:: TE LEZEN FRAGMENT ::
━━━━
De rol van bestralingstherapie bij gelokaliseerde ziekte moet ook worden besproken. Een prospectief gerandomiseerd onderzoek van het GOG naar epitheliale eierstokkanker in stadium I had de volgende resultaten. De patiënten werden gerandomiseerd tussen drie armen: geen verdere therapie, melphalan (Alkeran), en bestraling van het bekken. De patiënten die melphalan kregen, deden het het beste, zonder merkbaar voordeel van bestraling van het bekken. Aan de andere kant moet de rol van bestraling van het bekken bij stadium II eierstokkanker nog worden gedefinieerd. In het verleden gebruikten sommige instellingen bekkenbestraling in combinatie met systemische chemotherapie als de gebruikelijke behandeling van ziekte in stadium II. Retrospectieve studies suggereren dat bestraling van het bekken de overleving verbetert boven het gebruik van chirurgie alleen (tabel 11-21). De doeltreffendheid van bekkenbestraling in vergelijking met chemotherapie bij ziekte in stadium II moet nog worden getest in een prospectief gerandomiseerd onderzoek. In de GOG-studie van Young en collega’s werd chemotherapie vergeleken met intraperitoneale colloïdale 32P. Wij zijn van mening dat de aanduiding epitheliale eierstokkanker stadium II vereist dat het gehele abdomen als risicovol moet worden beschouwd. Indien postoperatieve bestraling wordt voorgeschreven, lijkt het dus aangewezen dat een techniek wordt gebruikt waarbij het volledige abdomen en bekken optimaal worden behandeld. Er zijn geen fase III-gegevens die op platina gebaseerde chemotherapie vergelijken met bestralingstherapie bij patiënten met een laag en intermediair risico op epitheliale eierstokkanker. De vergelijking van de resultaten van bestralingstherapie en chemotherapie uit retrospectieve studies heeft vele beperkingen. In vele gevallen zijn de bestralingstherapiestudies ouder, en de stadiëringsprocedures werden niet met dezelfde nauwkeurigheid uitgevoerd. Prospectieve studies zijn mislukt vanwege de geringe deelname. De twee behandelingsmethoden zijn zo verschillend dat bias van de onderzoeker meestal een redelijke aanwas van patiënten verhindert. De bestralingstechnieken zijn verbeterd, waardoor de toxiciteit is verminderd. Dit, gecombineerd met betere gegevens voor de selectie van patiënten, pleit voor een nieuwe poging tot een fase III studie van deze modaliteit bij ovariumcarcinoom.
━━━━
Beschrijvingen van regio's in natuurlijke taal
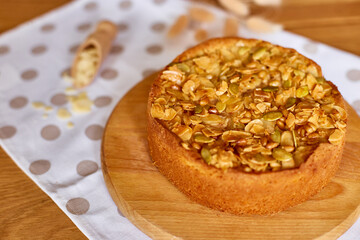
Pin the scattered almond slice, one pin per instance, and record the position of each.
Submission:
(80, 103)
(48, 108)
(201, 14)
(179, 26)
(235, 6)
(231, 27)
(38, 105)
(63, 114)
(70, 90)
(267, 2)
(201, 35)
(261, 25)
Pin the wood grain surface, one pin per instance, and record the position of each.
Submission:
(156, 207)
(24, 208)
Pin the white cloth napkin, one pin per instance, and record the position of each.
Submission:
(65, 163)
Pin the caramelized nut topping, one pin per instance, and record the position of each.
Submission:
(251, 106)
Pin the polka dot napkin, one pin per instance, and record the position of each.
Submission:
(65, 161)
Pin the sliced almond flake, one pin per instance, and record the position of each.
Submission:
(231, 27)
(235, 6)
(261, 25)
(201, 14)
(200, 35)
(179, 26)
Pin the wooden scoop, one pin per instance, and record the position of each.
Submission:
(91, 54)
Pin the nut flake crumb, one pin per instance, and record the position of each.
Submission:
(252, 106)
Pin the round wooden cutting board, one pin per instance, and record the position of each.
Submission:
(158, 209)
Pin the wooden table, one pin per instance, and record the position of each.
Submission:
(28, 213)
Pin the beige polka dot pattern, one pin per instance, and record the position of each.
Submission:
(148, 72)
(18, 102)
(122, 27)
(29, 74)
(86, 167)
(102, 101)
(356, 105)
(126, 4)
(90, 6)
(311, 47)
(154, 49)
(48, 28)
(39, 49)
(353, 75)
(39, 167)
(116, 49)
(78, 206)
(83, 27)
(58, 99)
(109, 74)
(94, 132)
(7, 132)
(4, 50)
(158, 27)
(50, 132)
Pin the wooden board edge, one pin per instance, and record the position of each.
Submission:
(133, 216)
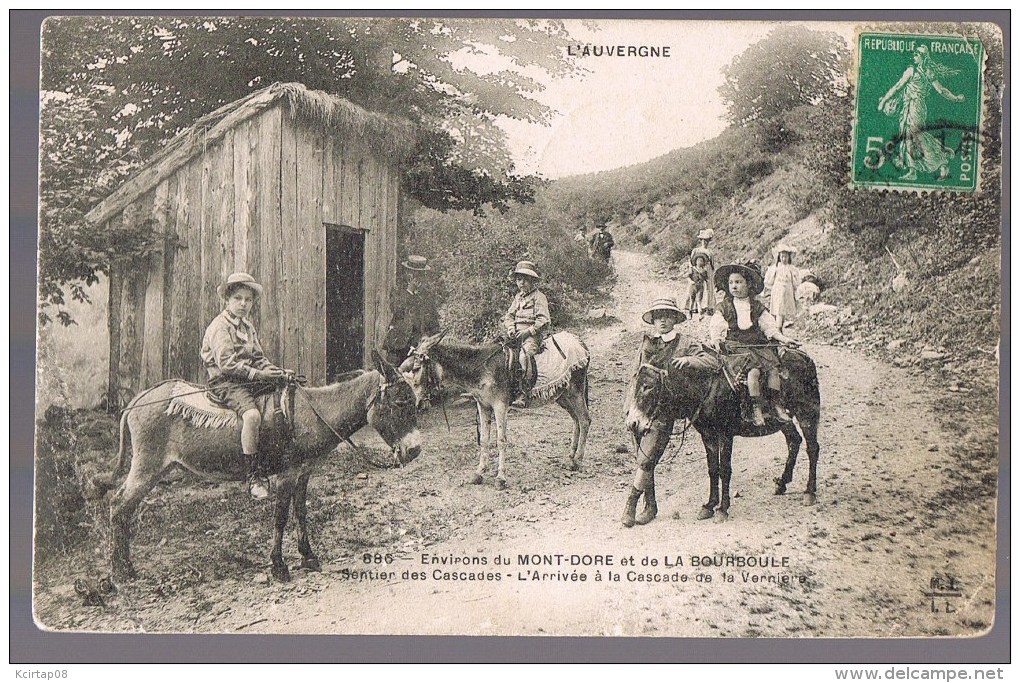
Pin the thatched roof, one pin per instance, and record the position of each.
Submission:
(387, 136)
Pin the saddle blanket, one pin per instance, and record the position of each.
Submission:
(194, 405)
(555, 367)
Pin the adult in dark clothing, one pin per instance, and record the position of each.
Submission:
(602, 244)
(413, 313)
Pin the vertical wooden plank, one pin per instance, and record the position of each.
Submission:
(242, 196)
(312, 246)
(328, 175)
(270, 221)
(171, 249)
(286, 290)
(152, 351)
(188, 306)
(252, 185)
(113, 321)
(349, 185)
(372, 193)
(206, 211)
(134, 218)
(222, 201)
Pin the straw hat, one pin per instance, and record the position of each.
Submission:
(752, 273)
(780, 248)
(664, 305)
(525, 268)
(239, 278)
(415, 262)
(698, 251)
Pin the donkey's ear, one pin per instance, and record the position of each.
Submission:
(385, 367)
(380, 363)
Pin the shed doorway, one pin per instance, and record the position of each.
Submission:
(345, 299)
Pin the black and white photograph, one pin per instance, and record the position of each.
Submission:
(509, 326)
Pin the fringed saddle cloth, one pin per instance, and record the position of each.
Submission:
(194, 405)
(562, 354)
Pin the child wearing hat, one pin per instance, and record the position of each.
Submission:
(706, 299)
(239, 370)
(744, 325)
(413, 313)
(782, 277)
(698, 278)
(664, 316)
(525, 320)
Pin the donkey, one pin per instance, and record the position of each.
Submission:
(163, 435)
(698, 391)
(483, 371)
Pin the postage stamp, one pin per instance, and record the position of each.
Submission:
(918, 115)
(400, 211)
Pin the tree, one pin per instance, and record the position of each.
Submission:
(116, 88)
(793, 66)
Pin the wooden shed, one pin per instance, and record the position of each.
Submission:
(296, 187)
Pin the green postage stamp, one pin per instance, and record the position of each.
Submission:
(916, 124)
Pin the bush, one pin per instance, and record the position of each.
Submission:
(473, 257)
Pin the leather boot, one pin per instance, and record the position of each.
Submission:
(651, 507)
(258, 484)
(630, 508)
(757, 412)
(780, 412)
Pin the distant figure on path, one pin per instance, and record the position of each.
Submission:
(706, 302)
(602, 244)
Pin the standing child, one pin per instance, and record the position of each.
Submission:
(525, 320)
(744, 325)
(707, 301)
(239, 370)
(782, 277)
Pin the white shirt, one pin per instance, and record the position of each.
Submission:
(718, 327)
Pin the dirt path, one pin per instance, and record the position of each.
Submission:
(416, 552)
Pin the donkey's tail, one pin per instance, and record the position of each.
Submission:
(99, 485)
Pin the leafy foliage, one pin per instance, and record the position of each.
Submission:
(116, 88)
(474, 254)
(793, 66)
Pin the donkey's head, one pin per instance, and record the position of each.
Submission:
(423, 374)
(393, 412)
(647, 399)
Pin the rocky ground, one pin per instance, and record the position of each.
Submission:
(906, 502)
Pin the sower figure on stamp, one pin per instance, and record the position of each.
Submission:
(744, 326)
(919, 149)
(239, 370)
(525, 322)
(413, 313)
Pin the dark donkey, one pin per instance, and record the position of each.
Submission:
(161, 438)
(662, 393)
(483, 372)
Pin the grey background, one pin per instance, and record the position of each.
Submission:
(30, 644)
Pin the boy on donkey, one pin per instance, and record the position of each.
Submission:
(525, 320)
(239, 370)
(743, 325)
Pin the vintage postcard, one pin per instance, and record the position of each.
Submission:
(511, 327)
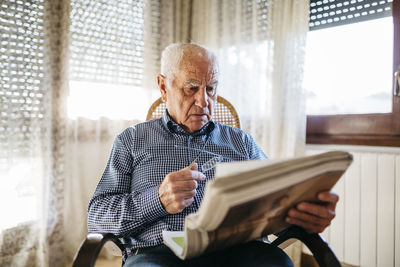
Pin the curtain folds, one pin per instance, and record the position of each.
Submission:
(60, 51)
(260, 46)
(33, 126)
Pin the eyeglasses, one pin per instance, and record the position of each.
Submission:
(209, 164)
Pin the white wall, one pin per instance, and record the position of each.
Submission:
(366, 230)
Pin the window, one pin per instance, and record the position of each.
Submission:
(113, 59)
(368, 112)
(23, 108)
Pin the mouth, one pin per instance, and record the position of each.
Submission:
(199, 115)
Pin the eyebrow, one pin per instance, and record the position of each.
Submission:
(197, 83)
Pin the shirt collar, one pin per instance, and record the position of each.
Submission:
(173, 127)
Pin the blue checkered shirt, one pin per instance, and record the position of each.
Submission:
(126, 201)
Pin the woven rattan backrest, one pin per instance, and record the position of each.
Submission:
(224, 112)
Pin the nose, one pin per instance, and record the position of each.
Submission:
(201, 97)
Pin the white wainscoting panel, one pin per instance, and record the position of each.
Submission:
(366, 230)
(369, 202)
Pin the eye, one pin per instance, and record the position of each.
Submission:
(210, 90)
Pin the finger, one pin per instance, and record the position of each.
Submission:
(189, 194)
(181, 186)
(193, 166)
(306, 217)
(186, 174)
(316, 209)
(187, 202)
(330, 198)
(309, 227)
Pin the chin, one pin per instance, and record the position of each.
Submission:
(195, 126)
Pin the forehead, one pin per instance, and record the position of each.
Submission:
(198, 69)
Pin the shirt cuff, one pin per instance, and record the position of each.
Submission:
(152, 208)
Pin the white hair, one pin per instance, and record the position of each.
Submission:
(172, 55)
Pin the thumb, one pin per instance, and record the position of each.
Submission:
(194, 167)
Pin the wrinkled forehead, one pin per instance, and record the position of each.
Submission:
(199, 67)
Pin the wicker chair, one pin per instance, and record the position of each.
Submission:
(224, 113)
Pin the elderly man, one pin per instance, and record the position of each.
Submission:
(150, 183)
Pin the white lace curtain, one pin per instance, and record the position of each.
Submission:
(260, 46)
(107, 54)
(32, 132)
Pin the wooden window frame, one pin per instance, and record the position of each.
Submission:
(362, 129)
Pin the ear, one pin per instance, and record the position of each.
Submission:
(161, 81)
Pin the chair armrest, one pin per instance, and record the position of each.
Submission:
(91, 247)
(323, 254)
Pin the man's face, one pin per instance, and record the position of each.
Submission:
(191, 93)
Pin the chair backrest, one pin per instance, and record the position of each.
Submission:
(224, 112)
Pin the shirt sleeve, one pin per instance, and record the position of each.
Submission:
(253, 150)
(115, 207)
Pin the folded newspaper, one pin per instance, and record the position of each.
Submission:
(250, 199)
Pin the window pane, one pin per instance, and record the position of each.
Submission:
(348, 69)
(94, 100)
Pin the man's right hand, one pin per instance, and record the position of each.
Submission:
(178, 189)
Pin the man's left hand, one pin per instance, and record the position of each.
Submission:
(314, 218)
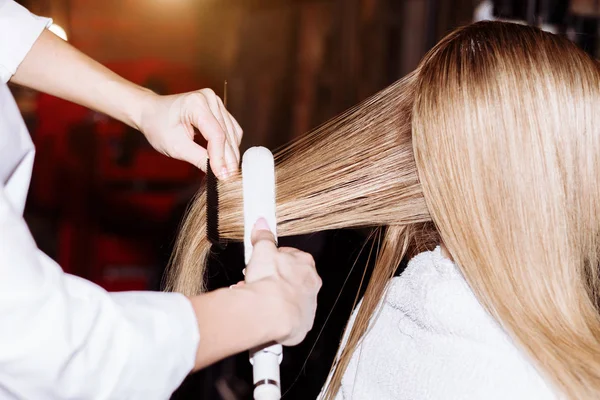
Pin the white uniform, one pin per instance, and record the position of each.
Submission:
(62, 337)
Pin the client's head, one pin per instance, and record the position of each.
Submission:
(492, 146)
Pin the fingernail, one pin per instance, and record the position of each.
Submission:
(224, 173)
(262, 225)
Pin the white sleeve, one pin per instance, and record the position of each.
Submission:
(63, 337)
(19, 29)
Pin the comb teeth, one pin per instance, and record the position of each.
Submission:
(212, 208)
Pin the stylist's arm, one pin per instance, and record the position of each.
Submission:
(63, 337)
(277, 308)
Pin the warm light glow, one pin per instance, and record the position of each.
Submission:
(58, 31)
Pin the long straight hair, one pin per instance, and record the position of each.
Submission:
(492, 143)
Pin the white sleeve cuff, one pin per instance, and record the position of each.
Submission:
(171, 329)
(19, 29)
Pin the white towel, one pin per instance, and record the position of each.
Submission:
(433, 340)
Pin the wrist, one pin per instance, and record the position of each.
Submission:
(270, 308)
(141, 104)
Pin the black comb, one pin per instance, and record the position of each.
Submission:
(212, 209)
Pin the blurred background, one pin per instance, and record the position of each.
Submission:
(107, 207)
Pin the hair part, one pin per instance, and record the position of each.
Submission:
(507, 171)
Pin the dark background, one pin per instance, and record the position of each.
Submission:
(107, 207)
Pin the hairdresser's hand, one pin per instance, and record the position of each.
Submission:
(287, 279)
(169, 121)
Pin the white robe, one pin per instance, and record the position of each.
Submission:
(62, 337)
(432, 340)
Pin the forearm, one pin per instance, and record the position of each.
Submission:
(233, 320)
(55, 67)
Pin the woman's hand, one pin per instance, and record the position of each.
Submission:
(286, 279)
(277, 303)
(169, 121)
(55, 67)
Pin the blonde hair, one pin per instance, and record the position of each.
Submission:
(494, 139)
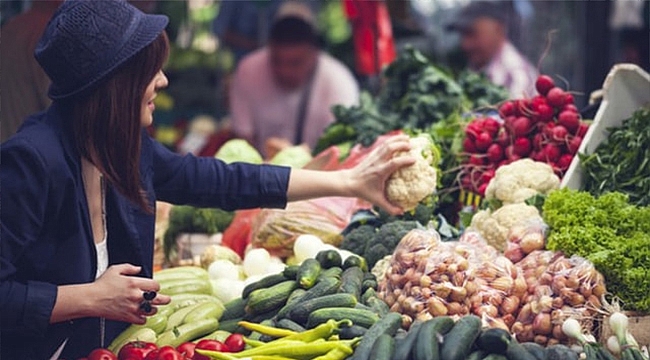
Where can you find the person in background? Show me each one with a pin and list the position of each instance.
(484, 39)
(283, 93)
(23, 84)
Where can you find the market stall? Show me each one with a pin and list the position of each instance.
(526, 236)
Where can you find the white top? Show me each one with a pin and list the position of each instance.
(260, 109)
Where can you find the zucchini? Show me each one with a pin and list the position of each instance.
(403, 347)
(290, 325)
(324, 287)
(234, 309)
(204, 311)
(329, 259)
(517, 352)
(351, 281)
(355, 260)
(427, 345)
(264, 300)
(363, 318)
(191, 286)
(187, 332)
(263, 283)
(383, 348)
(300, 314)
(291, 272)
(308, 273)
(560, 352)
(534, 349)
(388, 325)
(457, 344)
(351, 332)
(494, 341)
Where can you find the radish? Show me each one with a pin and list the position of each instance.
(556, 97)
(468, 145)
(521, 126)
(494, 153)
(543, 84)
(522, 146)
(582, 129)
(570, 120)
(574, 144)
(491, 126)
(483, 141)
(564, 162)
(550, 153)
(559, 134)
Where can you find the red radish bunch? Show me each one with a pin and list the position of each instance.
(544, 128)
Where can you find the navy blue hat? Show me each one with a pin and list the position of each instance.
(87, 39)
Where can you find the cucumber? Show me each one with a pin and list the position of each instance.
(290, 272)
(234, 309)
(383, 348)
(187, 332)
(494, 341)
(192, 286)
(263, 283)
(290, 325)
(308, 273)
(351, 332)
(351, 281)
(204, 311)
(388, 325)
(560, 352)
(457, 344)
(264, 300)
(300, 314)
(403, 347)
(477, 355)
(534, 349)
(517, 352)
(363, 318)
(329, 259)
(324, 287)
(355, 260)
(427, 345)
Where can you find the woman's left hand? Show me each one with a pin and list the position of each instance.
(368, 179)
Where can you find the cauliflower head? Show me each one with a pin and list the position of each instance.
(409, 185)
(495, 226)
(521, 180)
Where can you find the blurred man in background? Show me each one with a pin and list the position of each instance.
(23, 84)
(282, 94)
(484, 40)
━━━━
:: OPDRACHT ::
Leg alstublieft in één tot drie zinnen uit waarom prospectieve studies die bestralingstherapie en chemotherapie vergelijken volgens het te lezen fragment zijn mislukt.

:: ANTWOORD ::
Ze zijn mislukt door de geringe deelname. De twee behandelingsmethoden verschillen zo sterk dat bias van de onderzoeker meestal een redelijke aanwas van patiënten verhindert.